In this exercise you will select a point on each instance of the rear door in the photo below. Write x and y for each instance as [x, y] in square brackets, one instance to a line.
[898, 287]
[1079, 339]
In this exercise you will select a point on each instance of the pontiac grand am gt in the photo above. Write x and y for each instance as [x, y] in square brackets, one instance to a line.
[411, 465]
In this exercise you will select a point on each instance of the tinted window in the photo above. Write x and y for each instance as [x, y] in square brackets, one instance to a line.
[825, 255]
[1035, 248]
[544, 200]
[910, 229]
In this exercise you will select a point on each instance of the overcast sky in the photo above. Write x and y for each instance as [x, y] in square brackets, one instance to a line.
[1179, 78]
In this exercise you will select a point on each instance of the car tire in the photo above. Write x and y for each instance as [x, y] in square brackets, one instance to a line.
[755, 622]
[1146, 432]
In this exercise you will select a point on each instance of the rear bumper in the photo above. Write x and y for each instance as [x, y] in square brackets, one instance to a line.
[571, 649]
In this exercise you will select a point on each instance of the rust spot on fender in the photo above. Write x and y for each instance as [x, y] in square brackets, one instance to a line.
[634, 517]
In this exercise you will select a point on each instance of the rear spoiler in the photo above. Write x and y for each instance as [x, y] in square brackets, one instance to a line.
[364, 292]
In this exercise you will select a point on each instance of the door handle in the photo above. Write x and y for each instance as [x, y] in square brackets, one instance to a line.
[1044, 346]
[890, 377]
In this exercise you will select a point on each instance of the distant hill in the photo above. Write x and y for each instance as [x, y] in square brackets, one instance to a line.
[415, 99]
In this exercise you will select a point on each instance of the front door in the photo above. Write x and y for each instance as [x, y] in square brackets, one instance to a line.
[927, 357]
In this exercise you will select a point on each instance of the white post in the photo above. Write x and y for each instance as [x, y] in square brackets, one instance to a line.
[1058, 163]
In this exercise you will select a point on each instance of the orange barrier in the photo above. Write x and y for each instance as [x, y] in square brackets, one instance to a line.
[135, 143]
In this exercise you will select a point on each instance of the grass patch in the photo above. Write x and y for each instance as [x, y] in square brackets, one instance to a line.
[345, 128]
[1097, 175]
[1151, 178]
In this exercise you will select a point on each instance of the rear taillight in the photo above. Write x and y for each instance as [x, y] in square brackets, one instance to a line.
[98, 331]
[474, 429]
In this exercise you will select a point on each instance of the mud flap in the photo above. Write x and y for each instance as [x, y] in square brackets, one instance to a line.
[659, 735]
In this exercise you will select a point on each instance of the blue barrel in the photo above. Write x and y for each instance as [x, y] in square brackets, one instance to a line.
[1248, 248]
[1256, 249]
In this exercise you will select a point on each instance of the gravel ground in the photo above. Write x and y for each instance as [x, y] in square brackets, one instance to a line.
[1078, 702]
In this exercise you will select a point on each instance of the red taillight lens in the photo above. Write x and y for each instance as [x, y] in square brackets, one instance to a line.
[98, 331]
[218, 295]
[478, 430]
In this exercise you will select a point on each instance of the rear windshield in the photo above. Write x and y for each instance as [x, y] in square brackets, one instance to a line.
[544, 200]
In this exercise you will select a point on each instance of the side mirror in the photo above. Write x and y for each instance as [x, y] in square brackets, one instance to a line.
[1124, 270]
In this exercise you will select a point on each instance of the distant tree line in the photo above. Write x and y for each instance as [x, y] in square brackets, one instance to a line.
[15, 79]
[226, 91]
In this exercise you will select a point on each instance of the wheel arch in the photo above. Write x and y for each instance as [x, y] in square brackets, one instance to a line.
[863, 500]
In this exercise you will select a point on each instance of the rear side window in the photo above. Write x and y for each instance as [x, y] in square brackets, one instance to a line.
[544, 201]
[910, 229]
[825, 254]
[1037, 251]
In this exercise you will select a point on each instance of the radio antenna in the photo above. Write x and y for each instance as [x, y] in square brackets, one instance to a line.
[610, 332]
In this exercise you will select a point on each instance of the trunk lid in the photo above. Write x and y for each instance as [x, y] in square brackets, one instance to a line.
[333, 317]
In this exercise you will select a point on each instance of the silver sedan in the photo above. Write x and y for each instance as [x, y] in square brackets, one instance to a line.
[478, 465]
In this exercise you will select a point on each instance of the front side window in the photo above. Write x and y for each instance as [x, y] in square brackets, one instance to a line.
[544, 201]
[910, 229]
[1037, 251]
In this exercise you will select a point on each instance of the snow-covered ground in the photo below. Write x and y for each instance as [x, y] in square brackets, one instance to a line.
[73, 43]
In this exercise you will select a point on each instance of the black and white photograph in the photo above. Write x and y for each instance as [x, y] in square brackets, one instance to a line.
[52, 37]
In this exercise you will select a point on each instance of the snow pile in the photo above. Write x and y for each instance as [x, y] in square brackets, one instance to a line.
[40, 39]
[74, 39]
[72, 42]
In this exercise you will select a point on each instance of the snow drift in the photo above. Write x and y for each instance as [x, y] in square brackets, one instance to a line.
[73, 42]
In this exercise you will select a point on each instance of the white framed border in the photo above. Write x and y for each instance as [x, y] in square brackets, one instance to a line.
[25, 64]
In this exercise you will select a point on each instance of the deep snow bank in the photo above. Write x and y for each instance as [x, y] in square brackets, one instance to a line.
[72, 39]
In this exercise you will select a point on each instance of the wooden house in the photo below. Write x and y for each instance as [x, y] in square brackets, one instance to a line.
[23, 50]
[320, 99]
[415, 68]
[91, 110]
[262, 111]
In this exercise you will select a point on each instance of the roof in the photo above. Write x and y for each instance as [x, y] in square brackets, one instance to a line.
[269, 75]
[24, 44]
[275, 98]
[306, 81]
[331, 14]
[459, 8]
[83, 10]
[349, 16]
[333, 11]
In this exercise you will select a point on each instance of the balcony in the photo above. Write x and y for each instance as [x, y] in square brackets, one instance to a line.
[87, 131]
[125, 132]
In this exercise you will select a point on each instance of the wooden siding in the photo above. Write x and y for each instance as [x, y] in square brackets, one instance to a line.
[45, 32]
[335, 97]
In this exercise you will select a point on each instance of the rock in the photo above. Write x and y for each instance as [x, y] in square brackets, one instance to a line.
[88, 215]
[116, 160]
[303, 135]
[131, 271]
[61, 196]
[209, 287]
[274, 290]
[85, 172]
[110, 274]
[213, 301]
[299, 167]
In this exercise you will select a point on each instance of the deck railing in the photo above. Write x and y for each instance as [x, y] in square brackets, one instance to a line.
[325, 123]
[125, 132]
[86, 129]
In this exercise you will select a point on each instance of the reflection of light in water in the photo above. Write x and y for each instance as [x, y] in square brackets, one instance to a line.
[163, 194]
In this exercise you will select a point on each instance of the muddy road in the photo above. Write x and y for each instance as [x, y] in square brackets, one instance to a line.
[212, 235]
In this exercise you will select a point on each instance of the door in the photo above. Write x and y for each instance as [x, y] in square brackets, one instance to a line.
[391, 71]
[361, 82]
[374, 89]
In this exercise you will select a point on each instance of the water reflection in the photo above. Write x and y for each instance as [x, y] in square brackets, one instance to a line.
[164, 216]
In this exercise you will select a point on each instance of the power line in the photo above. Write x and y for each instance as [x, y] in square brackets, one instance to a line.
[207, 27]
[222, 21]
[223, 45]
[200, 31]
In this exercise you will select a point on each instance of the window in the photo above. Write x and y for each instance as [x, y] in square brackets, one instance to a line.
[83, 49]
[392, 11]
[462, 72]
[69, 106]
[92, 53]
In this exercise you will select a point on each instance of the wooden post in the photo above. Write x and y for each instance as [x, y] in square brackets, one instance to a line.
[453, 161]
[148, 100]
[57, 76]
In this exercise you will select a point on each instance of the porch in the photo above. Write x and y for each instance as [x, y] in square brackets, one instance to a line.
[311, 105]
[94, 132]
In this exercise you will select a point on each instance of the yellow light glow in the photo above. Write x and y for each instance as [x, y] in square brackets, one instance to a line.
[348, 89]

........

▸ WHAT YOU WILL DO
Every line of the listing must be written out again exactly.

▸ YOUR RESPONSE
In this exercise you will select a point on each instance of the rear door in the photo below. Write x and y for each instance as [x, y] in square brackets, one instance to a line.
[898, 287]
[1079, 339]
In this exercise you will select a point on each instance of the pontiac grand am gt in the photo above. Write x and y for each instance as [x, y] in square brackets, one instance to a line.
[411, 465]
In this exercise you will select a point on each instance of the tinted window in the photo above. Write x and y for each instance as [x, y] in square brackets, one instance to a line.
[825, 255]
[1035, 248]
[544, 200]
[910, 229]
In this exercise you will select a point on each instance of the overcast sky in the photo above. Write x and y for each instance as [x, y] in square brackets, one instance to a line.
[1179, 78]
In this exercise you will select a point on each instance of the car tire in the photo above. Write x and y for each instance as [x, y] in square brackets, one instance to a line.
[755, 622]
[1146, 432]
In this exercise you will select a point on each instance of the rear bumper in the photo above. Write x and y for each instance as [x, y] in square brackets, one instance to a line.
[571, 649]
In this exercise you will select a point on each instance of the rust spot on fender in the photo above. Write x and y for each instance as [x, y] in square brackets, one instance to a line.
[634, 517]
In this exercise you will select a point on each instance of the rear spoiler in the photo above. Write x and y for each instance as [x, y] in square brackets, one instance to a line.
[364, 292]
In this exercise you will select a point on each instance of the door handle in the photo above. Write x and y for each instance as [x, y] in square brackets, one instance to a line.
[1044, 346]
[890, 377]
In this exercise you will select a point on each instance of the distant hill in the photo above. Write x and y for each instance as [x, y] in square brackets, one instance to a line.
[415, 99]
In this exercise you will select a point on each instance of the front door in the photo above. Write x and y for each instance as [x, y] in square brackets, one instance to a line.
[927, 357]
In this exercise you will select a point on each instance of the white post in the photo above. Write x and y for each instance as [x, y] in square brackets, one instance to a line.
[1058, 163]
In this exercise you will select a point on each instance of the orange barrier in the photo above. Write x and y for each instance as [x, y] in square brackets, one instance to a line.
[135, 143]
In this exercise you will select a point on each instance of the grass patch in the photo above. Write x and y for each instance as [x, y] in square brackets, one instance to a line.
[345, 128]
[1097, 175]
[1151, 178]
In this exercise you will select a point on each instance of the rear taillight in the photo above. Write x and y for each instance as [x, y] in square brackets, one instance to a line.
[98, 331]
[474, 429]
In this exercise you will select a point on each instance of the mud flap in the photo above. Write x and y for each instance as [x, y] in square brackets, one instance to a line.
[659, 735]
In this exercise you will select a point on each instance of the blue barrel in the photo above. Write x and y for each instance as [x, y] in square brackets, one instance to a line.
[1248, 248]
[1256, 249]
In this exercise you will select a point on each instance of the gravel ground in the photo above. Write x and y for each instance as [x, y] in square brackets, one instance to a line.
[1078, 702]
In this exercise you will select a point on each instance of the red taillight lens in the photo above. Write x and y for each instance as [x, y] in square brackets, one instance to a line.
[98, 331]
[218, 295]
[478, 430]
In this exercise you will select a point on each instance of the rear windshield in the photo above. Write x and y for each instance as [x, y] in square brackets, one instance to a line.
[544, 200]
In this exercise you will select a point on each instance of the side mirror in the photo above. Write x and y for each instance as [x, y] in square brackets, one instance to a line.
[1124, 270]
In this exercise you will select a point on each instance of the distant tree line in the photo above. Write x and y for each instance as [x, y] in square brackets, one instance to a line.
[15, 79]
[226, 91]
In this exercise you will select a point on each instance of the wheel arch in the photo above. Write x and y for each instance as [x, y] in square brackets, one instance to a line.
[863, 500]
In this exercise you will select a point on each instance of the rear side window in the photo above. Write x and y for each instance as [x, y] in square brackets, one instance to a line.
[544, 201]
[910, 229]
[825, 254]
[1037, 251]
In this exercise you will select a point on each instance of the radio antenna in the photo above. Write x and y for each instance as [x, y] in square brackets, one instance to a line.
[610, 332]
In this exercise you will select a point on each instance of the trunk lid in the photo above. Write x and y for each instance as [x, y] in square brackets, one instance to a line.
[333, 317]
In this exercise you will select a point on each instance of the silver sedan in the photo above. Write x and y for each instance as [x, y] in square brackets, one instance to a line.
[478, 465]
In this exercise you will select a point on each instance of the front side window in the photo above. Write x and y for each instance as [x, y] in square brackets, one instance to a line.
[544, 201]
[910, 229]
[1037, 251]
In this exercise you will select a point on each instance of the snow-covered ground in the photo below. Write x and y for each instance as [x, y] in square brackets, one instance to a line.
[73, 43]
In this exercise you will select a point on each instance of the black and white photograph in the photo above. Write x and y for each instance as [x, y] in square brackets, one instance to a line.
[52, 37]
In this exercise you will select a point on each instance of the snow pile in the photo above. Write x and y for each instance as [x, y] in square brackets, one instance to a line.
[40, 39]
[74, 39]
[72, 42]
In this exercise you will select a point on each instance of the snow drift in the photo above. Write x and y for each instance as [x, y] in square brackets, one instance to a line.
[73, 42]
In this exercise you will select a point on each instance of the white framed border in the photo above. Write x and y for each instance as [x, y] in square brackets, one instance to a line.
[25, 64]
In this exercise you will select a point on each instance of the deep snow bank in the photo above. Write x and y for each instance as [x, y] in square brackets, one instance to a line.
[72, 39]
In this exercise you will select a point on each instance of the wooden house in the photo below. Write x and y for each instance as [x, y] in square brackets, one instance to a line.
[23, 50]
[320, 99]
[415, 68]
[91, 110]
[262, 111]
In this exercise you will select a point on each instance of the roof in the photo above. Write x and y for each instance as [x, y] in square brackets, one instance to a line.
[269, 75]
[24, 44]
[275, 98]
[306, 81]
[331, 14]
[459, 8]
[83, 10]
[349, 16]
[333, 11]
In this exercise you will select a point on each instance of the balcony in the photo above. Write x and y for each instance as [x, y] in square brackets, one instance to a line.
[87, 131]
[125, 132]
In this exercise you will select a point on each instance of the wooden siding in the photo above. Write x and y for each instance as [x, y] in square brackets, one instance to a line.
[45, 32]
[335, 97]
In this exercise you will select a point on each instance of the rock in the photo above. Write x and y for each instance as [x, y] in square brackets, one instance to a line.
[88, 215]
[116, 160]
[303, 135]
[131, 271]
[61, 196]
[209, 287]
[274, 290]
[85, 172]
[110, 274]
[213, 301]
[299, 167]
In this exercise you will select a point on each instance of the deck railing in the photo above. Write x and y for each instance as [x, y] in square brackets, one instance to a line.
[325, 123]
[125, 132]
[86, 129]
In this exercise you will select a point on each instance of the reflection of light in water in the photo above. Write x and y for each instance as [x, y] in square brackets, one instance to a line.
[163, 194]
In this exercise you will select a point on each instance of the muddy road in the photo above. Write x and y for each instance as [x, y] in square brackets, one instance to a line.
[212, 235]
In this exercise you will select a point on each instance of the door in the photo above. Write x and y for each instance as [x, y] in square brackets, one instance to a line.
[391, 71]
[361, 82]
[374, 89]
In this exercise you will select a point on each instance of the water reflection in the photo above. Write x and y for each instance as [x, y] in square brackets, one instance to a line.
[164, 216]
In this exercise you will select a point on each instance of the power line in the photo above. Write x and y for each instance as [x, y] in square brackets, one instance to a line.
[207, 27]
[222, 21]
[223, 45]
[200, 31]
In this exercise you will select a point on each instance of the window in the photo above. Write x and y for each instance as [x, y] in square brackets, one instance to a line.
[83, 49]
[392, 11]
[462, 72]
[69, 106]
[92, 53]
In this exercise you will select a point on each instance of the wooden post in the photo above. Write x and y for each instance as [x, y] in square brackets, one instance to a line.
[453, 161]
[148, 100]
[57, 76]
In this exercise you will select a point on each instance of the porch in the photo above. Write x and y for each instance as [x, y] in square brackets, one instance to a line.
[311, 105]
[94, 132]
In this exercise you will select a point on each instance of the yellow light glow in the photo above. Write x and y for each instance as [x, y] in square brackets, one instance to a line.
[348, 89]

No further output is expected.